**Work to be completed**
Repeat the lines that follow, leaving nothing out.

(Point annotation records)
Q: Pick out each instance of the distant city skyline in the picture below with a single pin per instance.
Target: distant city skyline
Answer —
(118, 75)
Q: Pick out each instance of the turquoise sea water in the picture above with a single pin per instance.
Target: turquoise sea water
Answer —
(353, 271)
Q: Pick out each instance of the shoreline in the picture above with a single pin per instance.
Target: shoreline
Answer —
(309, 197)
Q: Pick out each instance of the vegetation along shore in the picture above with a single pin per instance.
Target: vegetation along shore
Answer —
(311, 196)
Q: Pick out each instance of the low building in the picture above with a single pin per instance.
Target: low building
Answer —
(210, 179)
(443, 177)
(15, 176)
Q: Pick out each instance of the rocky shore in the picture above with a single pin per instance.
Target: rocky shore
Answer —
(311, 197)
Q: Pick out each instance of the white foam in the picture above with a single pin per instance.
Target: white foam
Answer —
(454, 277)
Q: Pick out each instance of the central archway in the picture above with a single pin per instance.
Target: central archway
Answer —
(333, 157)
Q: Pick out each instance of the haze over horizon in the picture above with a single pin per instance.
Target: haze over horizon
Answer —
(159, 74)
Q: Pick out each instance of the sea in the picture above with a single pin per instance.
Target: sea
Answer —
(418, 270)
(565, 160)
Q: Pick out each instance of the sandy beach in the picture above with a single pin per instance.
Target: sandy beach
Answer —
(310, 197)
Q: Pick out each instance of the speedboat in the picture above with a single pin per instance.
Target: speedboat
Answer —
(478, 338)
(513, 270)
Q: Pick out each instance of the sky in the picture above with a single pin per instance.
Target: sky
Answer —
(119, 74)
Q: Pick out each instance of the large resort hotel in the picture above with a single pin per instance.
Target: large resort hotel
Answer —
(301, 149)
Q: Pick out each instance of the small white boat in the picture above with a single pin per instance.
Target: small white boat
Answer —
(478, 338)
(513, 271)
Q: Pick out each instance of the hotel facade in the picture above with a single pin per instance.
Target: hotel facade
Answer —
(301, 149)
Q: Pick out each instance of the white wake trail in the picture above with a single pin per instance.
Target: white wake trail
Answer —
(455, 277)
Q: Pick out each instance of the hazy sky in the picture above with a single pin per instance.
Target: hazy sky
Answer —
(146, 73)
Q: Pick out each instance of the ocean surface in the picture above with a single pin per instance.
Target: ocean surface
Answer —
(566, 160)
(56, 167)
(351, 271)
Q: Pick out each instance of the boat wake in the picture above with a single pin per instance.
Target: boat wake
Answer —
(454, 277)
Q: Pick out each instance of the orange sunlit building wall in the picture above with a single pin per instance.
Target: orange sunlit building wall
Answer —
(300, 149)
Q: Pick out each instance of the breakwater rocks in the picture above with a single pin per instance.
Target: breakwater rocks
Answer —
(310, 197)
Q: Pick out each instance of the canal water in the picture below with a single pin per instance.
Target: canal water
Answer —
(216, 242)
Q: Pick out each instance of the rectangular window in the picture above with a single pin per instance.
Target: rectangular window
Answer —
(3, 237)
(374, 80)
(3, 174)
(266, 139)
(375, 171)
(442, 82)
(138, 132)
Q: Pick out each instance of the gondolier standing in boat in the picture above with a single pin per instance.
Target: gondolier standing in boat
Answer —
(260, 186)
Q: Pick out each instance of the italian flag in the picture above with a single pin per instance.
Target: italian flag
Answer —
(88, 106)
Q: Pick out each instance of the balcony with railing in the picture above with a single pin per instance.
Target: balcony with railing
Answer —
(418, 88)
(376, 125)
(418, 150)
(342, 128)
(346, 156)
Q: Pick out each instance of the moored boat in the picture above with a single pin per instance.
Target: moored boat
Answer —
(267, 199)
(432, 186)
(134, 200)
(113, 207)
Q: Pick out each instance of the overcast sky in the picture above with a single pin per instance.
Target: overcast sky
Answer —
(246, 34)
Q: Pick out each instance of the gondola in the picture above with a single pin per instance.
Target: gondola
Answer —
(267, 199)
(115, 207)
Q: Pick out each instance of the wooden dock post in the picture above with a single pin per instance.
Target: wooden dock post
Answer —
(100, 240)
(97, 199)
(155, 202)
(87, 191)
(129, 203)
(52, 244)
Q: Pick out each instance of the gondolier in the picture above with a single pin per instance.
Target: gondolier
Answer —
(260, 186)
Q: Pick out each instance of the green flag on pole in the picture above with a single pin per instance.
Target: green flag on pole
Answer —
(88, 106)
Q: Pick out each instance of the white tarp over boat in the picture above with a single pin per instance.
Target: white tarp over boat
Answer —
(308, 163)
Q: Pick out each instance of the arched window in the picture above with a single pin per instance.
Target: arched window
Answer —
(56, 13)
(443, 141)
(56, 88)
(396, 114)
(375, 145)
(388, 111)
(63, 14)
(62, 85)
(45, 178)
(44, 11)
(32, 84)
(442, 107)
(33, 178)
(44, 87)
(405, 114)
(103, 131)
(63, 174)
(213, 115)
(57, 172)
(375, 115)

**Solution for this task**
Q: Pick out each instance of the distant city skyline in the picture below with a single pin per instance.
Target: distant city skyline
Answer —
(118, 75)
Q: Pick out each instance of the turquoise sea water in the picture above with a single pin per instance.
Target: turquoise sea water
Answer —
(353, 271)
Q: Pick out each instance of the shoreline in the picture above with a single pin per instance.
Target: shoreline
Answer —
(309, 197)
Q: Pick out each instance of the vegetation along shore in the picture above with a single pin per instance.
Target: vegetation along shore
Answer —
(311, 196)
Q: Pick out each instance of the low building in the picture above with a single pin per instance.
Target: low building
Answer —
(210, 179)
(443, 177)
(15, 176)
Q: Pick out each instance of the rocky shore in the picture above with a single pin per instance.
Target: rocky shore
Answer —
(311, 197)
Q: Pick out each instance of the white foam in the picture above with a single pin per instance.
Target: white foam
Answer —
(454, 277)
Q: Pick out each instance of the central archway in the picture above with a single pin per instance.
Target: central archway
Answer —
(333, 157)
Q: Pick out each instance of the haze over horizon in the picture above with a single pin per instance.
Target: haze over horizon
Answer —
(159, 74)
Q: Pick out each instance of the sea in the picture above with a single pin per instance.
Target: sea
Answer —
(418, 270)
(565, 160)
Q: Pick out each instance of the sandy beach in the picture above with a single pin per instance.
Target: sandy beach
Answer —
(310, 197)
Q: Pick out each instance of the speedboat in the picture above with a single pin per instance.
Target: speedboat
Answer —
(478, 338)
(513, 270)
Q: Pick out each instance of the sky in the picture above with a single pin per instance.
Target: sky
Answer —
(119, 74)
Q: Pick out each instance of the large resort hotel in the picture above with a single pin per instance.
Target: large resort hotel
Answer —
(301, 149)
Q: Pick out each instance of the small white boat in the picture above with a single pin per instance.
Target: small white boat
Answer —
(478, 338)
(513, 271)
Q: Pick out each instance of the hotel facade in the picture above with a single pin per instance.
Target: hotel facade
Answer —
(301, 149)
Q: Pick out each instance of the white wake trail in the picture above with a single pin per instance.
Target: white wake trail
Answer —
(455, 277)
Q: Pick out each instance of the hazy sky in the picture above with a single pin per instance.
Target: hazy sky
Answer —
(146, 73)
Q: Pick out each instance of the ocean surface in the picture above with a single pin per instance.
Target: ocean surface
Answer —
(566, 160)
(56, 167)
(351, 271)
Q: Pick out each instance of the boat wake in the picture above with a single pin per instance.
Target: boat wake
Answer —
(454, 277)
Q: Pick out each instance of the orange sunlit building wall in the picture above with a single pin per instance.
Target: orange sunlit building wall
Answer —
(300, 149)
Q: Pick out each instance of the breakwater rocks in the picture above with a single pin per instance.
Target: breakwater rocks
Answer —
(310, 197)
Q: Pick out each instance of the canal water in the picture below with a single pin per instance.
Target: canal water
Answer —
(216, 242)
Q: Pick out each instance of the rectangular window in the picture above with a single pin per instance.
Target: rectangular window
Answer —
(3, 237)
(374, 80)
(3, 174)
(266, 139)
(375, 171)
(442, 82)
(138, 132)
Q: Pick out each instance of the gondolier standing in boat in the picture above with a single pin per instance.
Target: gondolier standing in boat
Answer —
(260, 186)
Q: Pick out each instance of the italian flag in the picture above with a single pin per instance.
Target: italian flag
Answer —
(88, 106)
Q: Pick out each instance of the balcony with railing in the picture above with a single pin per instance.
Target: balcony with railing
Answer —
(418, 88)
(376, 125)
(418, 150)
(342, 128)
(346, 156)
Q: Pick out each instance of the moored boat in the picture above with a single pin per instance.
Target: moored boat
Answer —
(267, 199)
(432, 186)
(134, 200)
(113, 207)
Q: Pick out each instance of the overcast sky in the picture above with a single pin per instance.
Target: overcast sky
Answer —
(246, 34)
Q: Pick out each instance of the gondola in the picture above with a single pin per instance.
Target: gondola
Answer —
(267, 199)
(115, 207)
Q: Pick out each instance of the wooden dock post in the picture above with a single pin per instance.
Target: wooden dock post
Answer —
(100, 240)
(97, 199)
(155, 202)
(87, 191)
(129, 203)
(52, 244)
Q: Pick out each instance of the gondolier in the picture above with a single pin per instance.
Target: gondolier
Answer —
(260, 186)
Q: Pick out each instance of the green flag on pole in the picture above with a single pin per instance.
Target: green flag on pole
Answer —
(88, 106)
Q: Pick out each instance of the white tarp over boat in the picture above with a single pin per instance.
Target: white tarp over boat
Answer —
(308, 163)
Q: Pick out each instance of the arched window in the picture above with a single pin per instance.
Target: arched window
Answer —
(56, 13)
(443, 141)
(56, 88)
(396, 114)
(375, 145)
(388, 111)
(63, 14)
(62, 85)
(45, 178)
(44, 11)
(32, 84)
(442, 107)
(33, 178)
(44, 87)
(405, 114)
(103, 131)
(63, 174)
(213, 115)
(57, 172)
(375, 115)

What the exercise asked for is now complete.